▶ What is being asked
Repeat each record word for word. Leave nothing out.
**** Task inputs ****
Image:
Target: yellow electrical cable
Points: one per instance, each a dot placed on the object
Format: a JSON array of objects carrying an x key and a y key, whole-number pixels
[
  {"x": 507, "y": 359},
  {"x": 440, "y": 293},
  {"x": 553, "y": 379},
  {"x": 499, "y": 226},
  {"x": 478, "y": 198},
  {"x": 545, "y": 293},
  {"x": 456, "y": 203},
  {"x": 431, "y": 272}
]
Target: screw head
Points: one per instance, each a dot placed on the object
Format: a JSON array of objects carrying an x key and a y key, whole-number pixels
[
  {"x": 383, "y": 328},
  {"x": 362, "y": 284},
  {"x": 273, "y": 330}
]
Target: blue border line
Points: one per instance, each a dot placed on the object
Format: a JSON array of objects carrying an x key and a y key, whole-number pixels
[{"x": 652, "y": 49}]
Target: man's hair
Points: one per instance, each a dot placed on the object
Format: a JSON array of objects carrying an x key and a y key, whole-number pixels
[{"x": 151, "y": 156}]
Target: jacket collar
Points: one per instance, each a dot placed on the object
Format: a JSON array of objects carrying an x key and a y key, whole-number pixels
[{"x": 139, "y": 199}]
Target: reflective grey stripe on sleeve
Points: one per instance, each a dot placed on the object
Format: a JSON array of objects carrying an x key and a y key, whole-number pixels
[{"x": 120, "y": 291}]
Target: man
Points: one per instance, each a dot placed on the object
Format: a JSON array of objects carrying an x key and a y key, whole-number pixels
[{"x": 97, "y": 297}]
****
▶ Answer box
Image:
Target: yellow electrical cable
Points: one per instance, each a dot placed on the object
Format: a JSON array of objects carrying an x key and a y key, whole-number pixels
[
  {"x": 507, "y": 359},
  {"x": 440, "y": 293},
  {"x": 553, "y": 379},
  {"x": 499, "y": 226},
  {"x": 478, "y": 198},
  {"x": 545, "y": 293},
  {"x": 456, "y": 203},
  {"x": 431, "y": 272}
]
Target: screw head
Points: one per instance, each a dot placed on the object
Format: a JSON array of objects carrying an x key and a y key, whole-number pixels
[
  {"x": 383, "y": 328},
  {"x": 362, "y": 284},
  {"x": 273, "y": 330}
]
Target: blue border line
Points: one per instance, each a dot placed on the object
Format: a JSON array of objects carrying an x key and a y key, whole-number pixels
[{"x": 652, "y": 49}]
Target: man's hair
Points: one per instance, each a dot placed on the object
Format: a JSON array of objects carrying an x key and a y key, whole-number pixels
[{"x": 151, "y": 156}]
Target: jacket collar
Points: one per instance, each a dot placed on the object
Format: a JSON array of objects carrying an x key and a y key, whole-number pixels
[{"x": 139, "y": 199}]
Target: reflective grey stripe on sleeve
Points: one per instance, each a dot placed on the object
Format: a JSON array of objects carrying an x key and a y key, whole-number pixels
[{"x": 120, "y": 291}]
Target: man
Points: one per instance, each a dot placed on the object
Format: a JSON array of objects carrying an x key and a y key, whole-number pixels
[{"x": 97, "y": 297}]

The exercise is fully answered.